Tilt is a Firefox extension that lets you visualize any web page DOM tree in 3D. It is being developed by Victor Porof (3D developer responsible with the Firefox extension itself), along with Cedric Vivier (creating a WebGL optimized equivalent to the privileged canvas.drawWindow, see #653656) and Rob Campbell (who first thought about creating a 3D visualization of a webpage). Everything started initially as a Google Summer of Code project, but now, with an enthusiastic team behind it and so many new features and ideas, it has become an active Developer Tools project.
Tilt is a fun new Firefox extension focused on creating a 3D visualization of a webpage.
Since the DOM is essentially a tree-like representation of a document, this tool layers each node based on the nesting in the tree, creating stacks of elements, each having a corresponding depth and being textured according to the webpage rendering itself.
Unlike other developer tools or inspectors, Tilt allows for instant analysis of the relationship between various parts of a webpage in a graphical way, but also making it easy for someone to see obscured or out-of-page elements. Moreover, besides the 3D stacks, various information is available on request, regarding each node’s type, id, class, or other attributes if available, providing a way to inspect (and edit) the inner HTML and other properties.
Based on WebGL
The visualization is drawn using WebGL, for dynamic, fast, in-browser rendering. At initialization, Tilt creates individual 3D objects (structures describing how the webpage geometry looks like) using the DOM, with the BODY as the lowest layer and the base of the document upon which descendant nodes are layered. For each successive level, another platform is built, adding depth to the 3D webpage mesh. For example, stacks are built from DIVs, ULs, or any containing node with children.

_ _ _ _ _ _ _

WHAT YOU WILL DO:
1/ In the Tilt description, which element is the lowest layer of the 3D visualization?
2/ For each statement, say whether the Tilt description agrees, and quote the words that decide it: (a) Tilt began as a Google Summer of Code project. (b) The visualization is drawn with canvas.drawWindow. (c) Rob Campbell first came up with the idea of a 3D view of a webpage.

RECORDED INFORMATION:

_ _ _ _ _ _ _

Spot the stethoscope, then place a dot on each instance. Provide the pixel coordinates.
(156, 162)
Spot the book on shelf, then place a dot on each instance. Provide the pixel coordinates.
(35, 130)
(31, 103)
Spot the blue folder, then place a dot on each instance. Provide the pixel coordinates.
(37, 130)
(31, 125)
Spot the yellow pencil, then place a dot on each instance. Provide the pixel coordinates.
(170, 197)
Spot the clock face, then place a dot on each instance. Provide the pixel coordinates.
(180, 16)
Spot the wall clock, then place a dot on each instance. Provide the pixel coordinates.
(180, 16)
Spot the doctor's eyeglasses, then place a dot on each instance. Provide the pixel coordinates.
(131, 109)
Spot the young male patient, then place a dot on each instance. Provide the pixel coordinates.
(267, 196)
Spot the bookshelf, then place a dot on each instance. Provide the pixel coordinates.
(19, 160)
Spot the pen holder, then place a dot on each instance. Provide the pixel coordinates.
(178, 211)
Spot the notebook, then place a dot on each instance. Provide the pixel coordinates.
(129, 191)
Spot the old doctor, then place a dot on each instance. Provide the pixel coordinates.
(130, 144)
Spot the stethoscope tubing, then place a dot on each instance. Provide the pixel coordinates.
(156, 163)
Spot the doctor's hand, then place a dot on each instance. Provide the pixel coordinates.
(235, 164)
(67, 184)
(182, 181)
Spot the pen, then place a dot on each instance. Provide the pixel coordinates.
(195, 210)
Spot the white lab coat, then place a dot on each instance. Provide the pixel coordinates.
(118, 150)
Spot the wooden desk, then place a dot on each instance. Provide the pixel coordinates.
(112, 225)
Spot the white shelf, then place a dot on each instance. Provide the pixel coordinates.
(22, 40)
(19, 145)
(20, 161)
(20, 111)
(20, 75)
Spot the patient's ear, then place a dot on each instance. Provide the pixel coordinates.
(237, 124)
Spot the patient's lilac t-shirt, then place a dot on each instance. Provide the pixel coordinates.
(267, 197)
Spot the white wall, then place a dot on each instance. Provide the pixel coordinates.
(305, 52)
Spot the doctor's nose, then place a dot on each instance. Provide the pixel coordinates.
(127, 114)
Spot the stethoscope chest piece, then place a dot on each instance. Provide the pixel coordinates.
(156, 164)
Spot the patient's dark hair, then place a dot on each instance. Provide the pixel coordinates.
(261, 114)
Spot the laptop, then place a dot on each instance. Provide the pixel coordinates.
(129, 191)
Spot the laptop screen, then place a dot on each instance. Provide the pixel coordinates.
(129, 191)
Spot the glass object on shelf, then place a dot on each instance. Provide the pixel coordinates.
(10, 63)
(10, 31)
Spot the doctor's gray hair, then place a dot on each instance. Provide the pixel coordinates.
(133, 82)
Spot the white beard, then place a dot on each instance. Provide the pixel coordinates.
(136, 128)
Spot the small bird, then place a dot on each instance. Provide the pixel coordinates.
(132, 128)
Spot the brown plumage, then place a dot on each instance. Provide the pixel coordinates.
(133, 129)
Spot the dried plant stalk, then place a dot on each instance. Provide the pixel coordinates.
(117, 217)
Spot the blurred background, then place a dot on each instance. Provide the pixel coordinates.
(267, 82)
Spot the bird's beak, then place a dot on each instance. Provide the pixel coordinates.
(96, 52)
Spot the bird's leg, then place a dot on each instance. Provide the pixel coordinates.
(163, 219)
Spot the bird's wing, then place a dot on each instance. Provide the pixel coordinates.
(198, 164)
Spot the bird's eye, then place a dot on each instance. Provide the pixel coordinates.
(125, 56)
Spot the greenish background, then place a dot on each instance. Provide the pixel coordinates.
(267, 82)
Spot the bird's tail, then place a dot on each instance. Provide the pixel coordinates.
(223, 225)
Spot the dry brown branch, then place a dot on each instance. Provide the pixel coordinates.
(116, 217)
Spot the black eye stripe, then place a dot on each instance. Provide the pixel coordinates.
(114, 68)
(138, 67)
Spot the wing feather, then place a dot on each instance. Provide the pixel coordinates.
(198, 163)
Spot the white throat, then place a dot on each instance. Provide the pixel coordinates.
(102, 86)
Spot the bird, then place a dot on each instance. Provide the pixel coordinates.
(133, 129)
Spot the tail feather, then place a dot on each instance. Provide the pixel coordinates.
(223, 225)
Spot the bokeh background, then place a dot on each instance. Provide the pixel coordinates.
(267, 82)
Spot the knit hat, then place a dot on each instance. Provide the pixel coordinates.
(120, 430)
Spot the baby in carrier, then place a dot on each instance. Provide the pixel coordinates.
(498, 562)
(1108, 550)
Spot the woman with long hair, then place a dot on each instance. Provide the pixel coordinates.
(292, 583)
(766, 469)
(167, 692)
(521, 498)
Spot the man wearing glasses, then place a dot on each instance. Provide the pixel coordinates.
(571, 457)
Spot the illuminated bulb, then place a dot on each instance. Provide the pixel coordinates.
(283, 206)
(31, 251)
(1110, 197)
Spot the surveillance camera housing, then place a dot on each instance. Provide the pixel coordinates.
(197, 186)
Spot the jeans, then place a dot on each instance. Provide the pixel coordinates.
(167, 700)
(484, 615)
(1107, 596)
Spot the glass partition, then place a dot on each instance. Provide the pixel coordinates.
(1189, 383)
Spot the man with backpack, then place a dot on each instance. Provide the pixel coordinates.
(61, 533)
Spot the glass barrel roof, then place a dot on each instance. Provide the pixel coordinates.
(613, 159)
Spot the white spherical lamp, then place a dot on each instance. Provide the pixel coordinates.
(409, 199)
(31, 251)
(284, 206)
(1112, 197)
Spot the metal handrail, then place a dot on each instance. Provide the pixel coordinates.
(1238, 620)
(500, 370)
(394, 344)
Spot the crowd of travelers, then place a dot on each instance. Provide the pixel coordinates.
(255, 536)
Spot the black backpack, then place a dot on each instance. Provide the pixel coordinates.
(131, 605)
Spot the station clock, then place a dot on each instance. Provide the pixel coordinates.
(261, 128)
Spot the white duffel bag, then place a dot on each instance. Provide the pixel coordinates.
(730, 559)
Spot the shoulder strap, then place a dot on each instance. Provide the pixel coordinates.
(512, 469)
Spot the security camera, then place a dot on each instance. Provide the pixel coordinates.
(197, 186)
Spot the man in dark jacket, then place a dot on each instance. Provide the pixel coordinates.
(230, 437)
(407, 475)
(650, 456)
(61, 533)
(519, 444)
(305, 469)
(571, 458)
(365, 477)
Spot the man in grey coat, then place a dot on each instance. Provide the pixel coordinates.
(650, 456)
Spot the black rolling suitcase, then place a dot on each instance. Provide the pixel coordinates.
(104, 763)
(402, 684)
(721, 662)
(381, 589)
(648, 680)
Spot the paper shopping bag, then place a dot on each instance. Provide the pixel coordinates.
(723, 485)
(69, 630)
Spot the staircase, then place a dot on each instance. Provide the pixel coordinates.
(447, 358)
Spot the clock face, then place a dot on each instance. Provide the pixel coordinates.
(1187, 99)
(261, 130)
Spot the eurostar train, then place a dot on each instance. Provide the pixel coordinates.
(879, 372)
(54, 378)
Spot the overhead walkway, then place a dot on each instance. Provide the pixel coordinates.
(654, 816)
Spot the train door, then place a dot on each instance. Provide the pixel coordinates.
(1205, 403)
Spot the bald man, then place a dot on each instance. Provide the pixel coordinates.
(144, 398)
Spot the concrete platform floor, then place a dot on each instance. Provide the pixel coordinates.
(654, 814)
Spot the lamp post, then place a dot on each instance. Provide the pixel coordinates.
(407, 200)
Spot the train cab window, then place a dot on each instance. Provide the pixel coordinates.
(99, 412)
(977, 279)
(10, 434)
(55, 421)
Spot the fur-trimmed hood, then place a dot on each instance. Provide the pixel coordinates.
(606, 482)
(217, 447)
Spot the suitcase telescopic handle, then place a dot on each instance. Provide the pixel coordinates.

_ _ _ _ _ _ _

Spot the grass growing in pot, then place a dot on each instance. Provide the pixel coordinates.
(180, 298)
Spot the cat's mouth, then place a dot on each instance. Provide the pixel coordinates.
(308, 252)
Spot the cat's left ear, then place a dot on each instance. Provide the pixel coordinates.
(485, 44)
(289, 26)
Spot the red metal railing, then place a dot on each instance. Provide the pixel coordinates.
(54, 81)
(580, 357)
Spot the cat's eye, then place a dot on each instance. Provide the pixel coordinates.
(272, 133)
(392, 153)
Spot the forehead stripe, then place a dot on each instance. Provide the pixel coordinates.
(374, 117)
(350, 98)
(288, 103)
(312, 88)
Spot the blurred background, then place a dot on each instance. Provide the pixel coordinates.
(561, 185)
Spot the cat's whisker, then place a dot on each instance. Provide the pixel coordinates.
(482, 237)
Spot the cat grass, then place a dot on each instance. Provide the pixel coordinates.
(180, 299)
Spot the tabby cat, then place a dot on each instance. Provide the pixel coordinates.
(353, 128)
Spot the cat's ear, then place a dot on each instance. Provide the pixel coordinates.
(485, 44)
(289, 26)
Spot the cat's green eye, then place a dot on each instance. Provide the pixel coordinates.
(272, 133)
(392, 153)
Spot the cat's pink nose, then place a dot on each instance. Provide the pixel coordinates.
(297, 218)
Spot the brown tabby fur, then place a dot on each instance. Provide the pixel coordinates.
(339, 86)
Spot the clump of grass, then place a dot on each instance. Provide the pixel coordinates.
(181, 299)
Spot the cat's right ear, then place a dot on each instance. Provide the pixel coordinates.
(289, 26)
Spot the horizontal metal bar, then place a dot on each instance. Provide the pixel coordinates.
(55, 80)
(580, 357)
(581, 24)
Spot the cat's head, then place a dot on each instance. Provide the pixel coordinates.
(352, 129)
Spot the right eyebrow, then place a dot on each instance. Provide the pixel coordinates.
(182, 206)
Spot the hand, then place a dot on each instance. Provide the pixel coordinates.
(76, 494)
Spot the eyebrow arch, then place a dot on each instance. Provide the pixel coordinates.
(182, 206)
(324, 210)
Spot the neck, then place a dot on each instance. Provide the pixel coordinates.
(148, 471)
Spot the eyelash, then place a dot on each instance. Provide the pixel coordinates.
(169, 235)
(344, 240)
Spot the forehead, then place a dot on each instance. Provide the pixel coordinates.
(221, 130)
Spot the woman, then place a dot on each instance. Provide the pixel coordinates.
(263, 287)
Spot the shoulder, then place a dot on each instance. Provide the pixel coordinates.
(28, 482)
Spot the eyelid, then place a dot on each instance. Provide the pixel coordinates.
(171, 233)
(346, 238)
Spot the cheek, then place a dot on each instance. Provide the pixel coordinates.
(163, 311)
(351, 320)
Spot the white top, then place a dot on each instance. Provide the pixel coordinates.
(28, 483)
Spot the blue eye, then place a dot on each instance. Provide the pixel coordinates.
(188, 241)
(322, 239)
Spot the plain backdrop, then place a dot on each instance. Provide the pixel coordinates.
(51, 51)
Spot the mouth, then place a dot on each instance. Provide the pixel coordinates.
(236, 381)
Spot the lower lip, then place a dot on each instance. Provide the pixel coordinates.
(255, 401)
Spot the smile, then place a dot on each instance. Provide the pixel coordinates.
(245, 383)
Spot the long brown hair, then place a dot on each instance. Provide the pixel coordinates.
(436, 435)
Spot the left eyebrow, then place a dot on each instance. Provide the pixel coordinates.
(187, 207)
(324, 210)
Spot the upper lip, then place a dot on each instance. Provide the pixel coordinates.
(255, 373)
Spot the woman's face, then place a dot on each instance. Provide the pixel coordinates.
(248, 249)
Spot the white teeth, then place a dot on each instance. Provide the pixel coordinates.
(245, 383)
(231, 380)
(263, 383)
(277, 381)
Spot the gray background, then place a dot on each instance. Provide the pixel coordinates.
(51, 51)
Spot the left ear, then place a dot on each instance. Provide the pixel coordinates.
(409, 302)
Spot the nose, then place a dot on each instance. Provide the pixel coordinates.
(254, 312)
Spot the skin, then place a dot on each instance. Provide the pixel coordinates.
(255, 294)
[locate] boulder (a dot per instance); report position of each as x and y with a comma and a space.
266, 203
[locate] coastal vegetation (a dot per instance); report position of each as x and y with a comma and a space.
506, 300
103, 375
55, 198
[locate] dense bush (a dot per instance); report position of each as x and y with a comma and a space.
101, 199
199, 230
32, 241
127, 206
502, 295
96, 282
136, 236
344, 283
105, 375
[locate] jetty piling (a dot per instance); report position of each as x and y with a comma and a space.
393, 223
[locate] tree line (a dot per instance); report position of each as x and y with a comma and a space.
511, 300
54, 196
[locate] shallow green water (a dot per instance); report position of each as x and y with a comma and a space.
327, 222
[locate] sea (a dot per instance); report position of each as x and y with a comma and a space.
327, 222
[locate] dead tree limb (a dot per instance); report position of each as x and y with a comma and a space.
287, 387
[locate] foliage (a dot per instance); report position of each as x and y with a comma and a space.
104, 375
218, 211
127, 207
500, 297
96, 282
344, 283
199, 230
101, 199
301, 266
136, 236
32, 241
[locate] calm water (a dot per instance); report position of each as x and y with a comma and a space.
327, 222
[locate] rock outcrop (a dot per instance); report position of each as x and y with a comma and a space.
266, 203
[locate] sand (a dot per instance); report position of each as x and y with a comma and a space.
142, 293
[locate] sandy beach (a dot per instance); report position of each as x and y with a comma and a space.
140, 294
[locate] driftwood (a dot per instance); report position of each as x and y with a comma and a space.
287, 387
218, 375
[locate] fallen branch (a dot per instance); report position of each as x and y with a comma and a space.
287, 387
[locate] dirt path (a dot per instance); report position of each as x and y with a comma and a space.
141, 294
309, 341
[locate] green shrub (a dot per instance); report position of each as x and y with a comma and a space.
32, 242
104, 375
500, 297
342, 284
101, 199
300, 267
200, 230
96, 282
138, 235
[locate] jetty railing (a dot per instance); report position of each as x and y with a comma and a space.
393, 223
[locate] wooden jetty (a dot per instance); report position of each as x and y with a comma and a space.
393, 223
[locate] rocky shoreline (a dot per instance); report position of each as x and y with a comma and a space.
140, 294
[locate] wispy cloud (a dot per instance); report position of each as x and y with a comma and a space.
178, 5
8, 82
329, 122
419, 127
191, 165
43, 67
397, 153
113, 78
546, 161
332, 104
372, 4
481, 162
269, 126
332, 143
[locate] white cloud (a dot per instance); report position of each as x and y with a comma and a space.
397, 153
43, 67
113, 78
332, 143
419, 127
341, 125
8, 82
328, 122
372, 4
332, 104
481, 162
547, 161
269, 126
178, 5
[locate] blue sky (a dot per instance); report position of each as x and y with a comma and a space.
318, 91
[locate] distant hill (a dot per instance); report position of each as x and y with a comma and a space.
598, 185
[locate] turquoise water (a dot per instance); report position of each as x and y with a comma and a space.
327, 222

_ _ _ _ _ _ _

SOLUTIONS TO THE PROBLEMS:
1/ The BODY is the lowest layer.

2/
(a) Yes: "Everything started initially as a Google Summer of Code project"
(b) No: "The visualization is drawn using WebGL"
(c) Yes: "Rob Campbell (who first thought about creating a 3D visualization of a webpage)"